§ AVAILABLE DATA:
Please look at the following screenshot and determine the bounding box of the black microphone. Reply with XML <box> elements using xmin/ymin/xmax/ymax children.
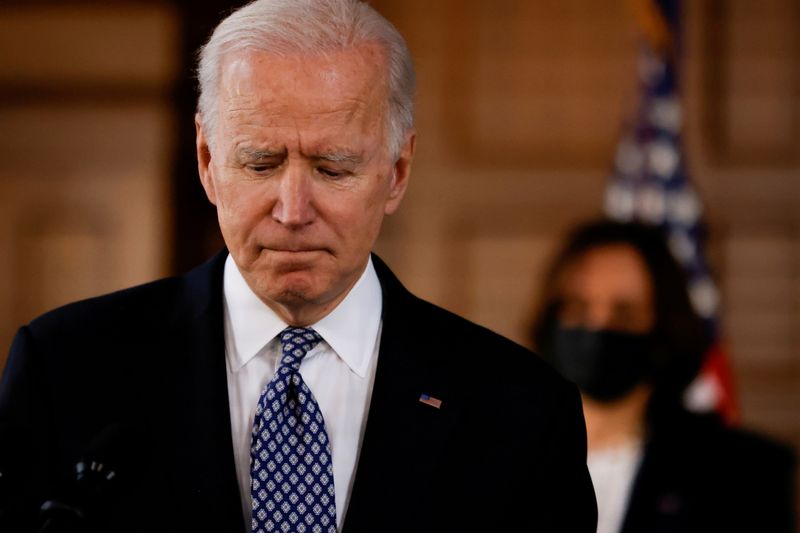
<box><xmin>39</xmin><ymin>423</ymin><xmax>138</xmax><ymax>533</ymax></box>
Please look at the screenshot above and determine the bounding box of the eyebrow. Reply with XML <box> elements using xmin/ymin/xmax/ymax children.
<box><xmin>313</xmin><ymin>152</ymin><xmax>364</xmax><ymax>164</ymax></box>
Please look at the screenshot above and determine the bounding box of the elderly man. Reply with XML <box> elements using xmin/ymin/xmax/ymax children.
<box><xmin>0</xmin><ymin>0</ymin><xmax>596</xmax><ymax>533</ymax></box>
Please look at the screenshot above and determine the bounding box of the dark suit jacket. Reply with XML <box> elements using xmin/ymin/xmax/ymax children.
<box><xmin>622</xmin><ymin>408</ymin><xmax>795</xmax><ymax>533</ymax></box>
<box><xmin>0</xmin><ymin>253</ymin><xmax>596</xmax><ymax>533</ymax></box>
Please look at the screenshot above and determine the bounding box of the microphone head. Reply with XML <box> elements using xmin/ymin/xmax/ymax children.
<box><xmin>40</xmin><ymin>422</ymin><xmax>140</xmax><ymax>531</ymax></box>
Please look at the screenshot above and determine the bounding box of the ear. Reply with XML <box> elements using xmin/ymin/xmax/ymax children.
<box><xmin>194</xmin><ymin>113</ymin><xmax>217</xmax><ymax>205</ymax></box>
<box><xmin>383</xmin><ymin>130</ymin><xmax>417</xmax><ymax>215</ymax></box>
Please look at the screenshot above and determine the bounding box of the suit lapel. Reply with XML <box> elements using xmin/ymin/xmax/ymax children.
<box><xmin>168</xmin><ymin>251</ymin><xmax>244</xmax><ymax>531</ymax></box>
<box><xmin>344</xmin><ymin>256</ymin><xmax>460</xmax><ymax>533</ymax></box>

§ PROMPT:
Rewrite every entry above with each "screenshot" changed to "image" and everything else left as it is. Leave the pictures out.

§ RIGHT ANSWER:
Please look at the following image and determine the bounding box of the black microphone. Reply with XML <box> elements using xmin/ymin/xmax/ymax children.
<box><xmin>39</xmin><ymin>423</ymin><xmax>138</xmax><ymax>533</ymax></box>
Please look at the image above and determine the bounding box of the eyebrow. Reply with XML <box> elements using xmin/ymin/xmax/ymax children.
<box><xmin>313</xmin><ymin>152</ymin><xmax>364</xmax><ymax>164</ymax></box>
Please look at the image above and determine the bounding box of the elderly man. Reply with XML <box> elements using xmin/ymin/xmax/ymax children.
<box><xmin>0</xmin><ymin>0</ymin><xmax>596</xmax><ymax>533</ymax></box>
Please look at the image above and determine the bounding box of the dark suit jacket. Reply with XML <box> elements using xmin/ymin/xmax/ymax children.
<box><xmin>622</xmin><ymin>408</ymin><xmax>795</xmax><ymax>533</ymax></box>
<box><xmin>0</xmin><ymin>253</ymin><xmax>596</xmax><ymax>533</ymax></box>
Please look at the image above and determine the bounding box of the microphone head. Reply with XML <box> elements using xmin/ymin/xmax/ymax children.
<box><xmin>40</xmin><ymin>422</ymin><xmax>140</xmax><ymax>531</ymax></box>
Please look at the image above and determine the bounding box of the ear. Reply with XML <box> elements using xmin/ymin/xmax/ymax children.
<box><xmin>194</xmin><ymin>113</ymin><xmax>217</xmax><ymax>205</ymax></box>
<box><xmin>383</xmin><ymin>130</ymin><xmax>417</xmax><ymax>215</ymax></box>
Please look at the image above and determine the bounding box of the suit lapel. Reply with XML <box> elements using xmin/ymin/xmax/ymax children.
<box><xmin>168</xmin><ymin>251</ymin><xmax>244</xmax><ymax>531</ymax></box>
<box><xmin>344</xmin><ymin>256</ymin><xmax>460</xmax><ymax>533</ymax></box>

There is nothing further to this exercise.